[Referring expression pointing data]
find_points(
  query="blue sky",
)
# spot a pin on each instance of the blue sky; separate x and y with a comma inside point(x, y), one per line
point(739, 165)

- Aim of the exercise
Write out, word for word, every line from the one containing "# spot a pin" through the last line of the records above.

- Reply
# spot a pin on each instance of the blue sky; separate x and y with a comma inside point(x, y), one per line
point(739, 165)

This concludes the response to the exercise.